§ RECORDS SHOWN:
-- -- --

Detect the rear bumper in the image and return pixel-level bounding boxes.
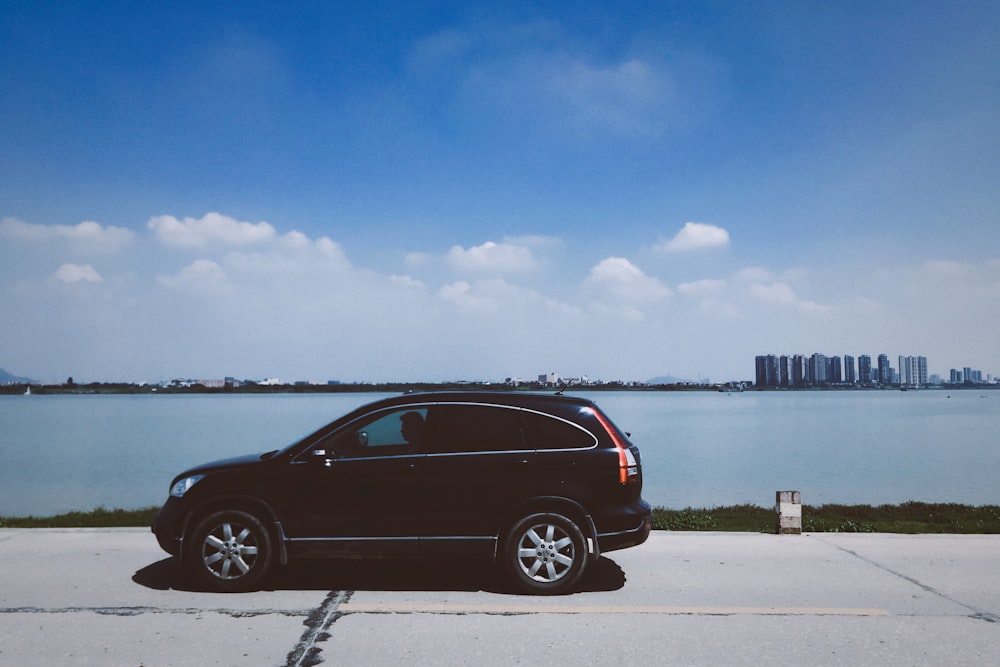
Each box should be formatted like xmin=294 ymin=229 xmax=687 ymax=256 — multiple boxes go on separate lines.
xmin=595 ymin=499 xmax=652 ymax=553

-- -- --

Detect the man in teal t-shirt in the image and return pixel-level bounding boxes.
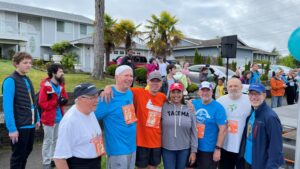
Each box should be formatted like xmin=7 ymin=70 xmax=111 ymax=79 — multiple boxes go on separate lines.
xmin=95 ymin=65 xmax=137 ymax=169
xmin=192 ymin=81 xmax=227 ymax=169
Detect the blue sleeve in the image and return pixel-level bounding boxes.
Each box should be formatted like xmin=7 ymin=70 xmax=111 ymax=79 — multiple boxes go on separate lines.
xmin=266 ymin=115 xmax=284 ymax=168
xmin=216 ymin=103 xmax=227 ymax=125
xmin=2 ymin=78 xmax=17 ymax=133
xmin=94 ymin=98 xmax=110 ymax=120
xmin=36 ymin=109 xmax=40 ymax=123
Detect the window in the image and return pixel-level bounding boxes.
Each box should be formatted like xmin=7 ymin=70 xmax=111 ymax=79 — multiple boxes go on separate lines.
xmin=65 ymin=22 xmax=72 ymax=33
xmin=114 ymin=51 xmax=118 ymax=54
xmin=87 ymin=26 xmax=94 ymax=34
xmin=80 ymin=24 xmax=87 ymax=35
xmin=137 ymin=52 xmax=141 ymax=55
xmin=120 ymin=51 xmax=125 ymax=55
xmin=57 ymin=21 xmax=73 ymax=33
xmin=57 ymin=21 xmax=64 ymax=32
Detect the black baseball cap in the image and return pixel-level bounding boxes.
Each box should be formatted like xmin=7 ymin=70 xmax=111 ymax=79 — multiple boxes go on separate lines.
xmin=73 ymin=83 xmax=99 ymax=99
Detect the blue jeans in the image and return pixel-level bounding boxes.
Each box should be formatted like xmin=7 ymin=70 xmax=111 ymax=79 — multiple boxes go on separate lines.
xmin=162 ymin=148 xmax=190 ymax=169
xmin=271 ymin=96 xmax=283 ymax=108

-- -- --

§ PROBLEM REQUIREMENTS: Each line in the listing above that includes the word "return" needs to be copied out.

§ WRITTEN RESPONSE:
Detect the rear bumper in the image and return pixel-level bounding boxes.
Detect the man in teal t-shirt in the image and return pixel-level bounding boxes.
Detect the blue sleeve in the image and return pixel-level bounding boxes.
Detect the window in the image and return pixel-level bounding boxes.
Detect the black baseball cap in the image and return pixel-level bounding boxes.
Detect the blue jeans in the image and return pixel-level bounding boxes.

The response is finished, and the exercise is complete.